_WRITTEN PROBLEM_
Repeat exactly the lines that run from the one containing "In the photograph above, where can the rubble" to the end of the data, and leave out all others.

(Rows from a dataset)
********

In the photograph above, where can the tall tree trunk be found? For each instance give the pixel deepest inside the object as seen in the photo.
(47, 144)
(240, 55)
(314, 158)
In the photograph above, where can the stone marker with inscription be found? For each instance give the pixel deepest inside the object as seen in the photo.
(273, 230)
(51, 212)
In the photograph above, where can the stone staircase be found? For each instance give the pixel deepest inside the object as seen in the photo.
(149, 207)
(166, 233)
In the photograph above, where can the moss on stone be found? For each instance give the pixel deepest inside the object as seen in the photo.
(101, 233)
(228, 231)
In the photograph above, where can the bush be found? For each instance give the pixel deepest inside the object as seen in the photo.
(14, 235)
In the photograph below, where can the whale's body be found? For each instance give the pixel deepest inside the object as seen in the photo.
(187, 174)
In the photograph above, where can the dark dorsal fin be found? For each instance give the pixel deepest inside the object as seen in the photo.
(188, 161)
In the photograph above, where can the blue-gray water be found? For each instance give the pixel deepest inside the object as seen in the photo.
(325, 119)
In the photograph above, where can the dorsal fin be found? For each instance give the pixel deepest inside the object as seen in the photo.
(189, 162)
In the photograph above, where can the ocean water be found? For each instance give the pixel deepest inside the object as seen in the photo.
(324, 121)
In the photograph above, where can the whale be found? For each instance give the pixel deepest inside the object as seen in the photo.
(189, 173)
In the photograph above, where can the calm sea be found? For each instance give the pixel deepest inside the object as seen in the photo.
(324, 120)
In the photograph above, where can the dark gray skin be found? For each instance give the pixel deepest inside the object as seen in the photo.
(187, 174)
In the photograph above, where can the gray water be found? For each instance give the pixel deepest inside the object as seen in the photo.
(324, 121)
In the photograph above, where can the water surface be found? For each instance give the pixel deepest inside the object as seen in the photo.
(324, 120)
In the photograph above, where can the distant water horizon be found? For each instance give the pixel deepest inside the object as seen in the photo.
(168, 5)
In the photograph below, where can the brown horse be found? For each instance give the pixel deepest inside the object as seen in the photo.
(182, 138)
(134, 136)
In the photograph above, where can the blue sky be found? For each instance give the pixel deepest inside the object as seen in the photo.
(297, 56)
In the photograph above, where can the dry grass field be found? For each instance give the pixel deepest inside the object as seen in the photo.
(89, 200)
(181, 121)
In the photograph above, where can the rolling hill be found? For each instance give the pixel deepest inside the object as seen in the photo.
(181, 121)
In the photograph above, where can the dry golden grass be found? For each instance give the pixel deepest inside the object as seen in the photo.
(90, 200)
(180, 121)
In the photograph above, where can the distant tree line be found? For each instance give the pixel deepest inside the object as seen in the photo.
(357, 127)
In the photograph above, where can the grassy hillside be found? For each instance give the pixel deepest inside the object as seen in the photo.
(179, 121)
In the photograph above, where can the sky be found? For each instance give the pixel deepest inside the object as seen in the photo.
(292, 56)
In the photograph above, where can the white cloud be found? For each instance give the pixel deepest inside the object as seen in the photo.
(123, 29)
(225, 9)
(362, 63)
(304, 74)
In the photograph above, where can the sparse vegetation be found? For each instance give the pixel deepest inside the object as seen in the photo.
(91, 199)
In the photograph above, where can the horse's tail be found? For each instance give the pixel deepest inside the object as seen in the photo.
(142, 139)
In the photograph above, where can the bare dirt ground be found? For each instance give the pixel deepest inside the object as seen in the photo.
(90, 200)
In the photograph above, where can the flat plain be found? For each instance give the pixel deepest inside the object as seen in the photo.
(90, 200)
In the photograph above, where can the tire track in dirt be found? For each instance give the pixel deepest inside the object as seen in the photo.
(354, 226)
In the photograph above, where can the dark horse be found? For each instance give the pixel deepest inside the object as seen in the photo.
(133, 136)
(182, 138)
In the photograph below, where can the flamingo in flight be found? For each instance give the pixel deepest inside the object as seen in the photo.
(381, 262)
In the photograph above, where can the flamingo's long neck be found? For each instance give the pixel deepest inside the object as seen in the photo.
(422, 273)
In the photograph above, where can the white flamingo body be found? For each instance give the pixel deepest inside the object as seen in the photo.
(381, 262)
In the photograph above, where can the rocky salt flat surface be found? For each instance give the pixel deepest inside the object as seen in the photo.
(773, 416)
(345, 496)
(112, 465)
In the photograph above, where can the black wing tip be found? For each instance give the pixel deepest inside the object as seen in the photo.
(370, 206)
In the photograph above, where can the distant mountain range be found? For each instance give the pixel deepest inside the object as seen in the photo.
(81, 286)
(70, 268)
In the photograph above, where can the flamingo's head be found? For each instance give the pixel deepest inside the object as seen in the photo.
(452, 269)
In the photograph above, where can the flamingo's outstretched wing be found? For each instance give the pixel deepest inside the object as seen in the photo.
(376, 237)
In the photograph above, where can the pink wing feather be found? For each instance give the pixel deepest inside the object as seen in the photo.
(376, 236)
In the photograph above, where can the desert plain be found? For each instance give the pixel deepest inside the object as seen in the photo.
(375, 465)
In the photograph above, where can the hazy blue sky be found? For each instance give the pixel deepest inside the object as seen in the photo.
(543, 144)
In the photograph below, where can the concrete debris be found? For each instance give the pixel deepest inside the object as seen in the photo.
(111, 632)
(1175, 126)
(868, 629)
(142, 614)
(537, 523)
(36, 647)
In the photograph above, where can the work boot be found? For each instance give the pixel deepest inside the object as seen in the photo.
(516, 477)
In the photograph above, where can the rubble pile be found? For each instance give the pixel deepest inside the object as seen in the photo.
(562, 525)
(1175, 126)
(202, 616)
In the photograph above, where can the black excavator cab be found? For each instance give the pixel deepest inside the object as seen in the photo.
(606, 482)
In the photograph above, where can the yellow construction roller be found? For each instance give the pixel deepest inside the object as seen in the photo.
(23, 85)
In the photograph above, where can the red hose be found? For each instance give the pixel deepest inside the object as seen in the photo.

********

_COMPLETE ANSWER_
In the photograph above, where can the rubble pile be found? For each instance give the pixel deepest inside the object as seen in the photo.
(562, 525)
(1175, 126)
(202, 616)
In the photograph above, where can the black excavator cab be found? For each instance give the pixel deepest inside the object as seen in the photo.
(606, 482)
In the photograph above, where can the yellow construction roller be found? For each instance give the pixel deepest inside the object as seen in the photo.
(23, 85)
In the photograph above, where can the red hose be found? For each instance give the pixel deepest inside the object as seen in the photo.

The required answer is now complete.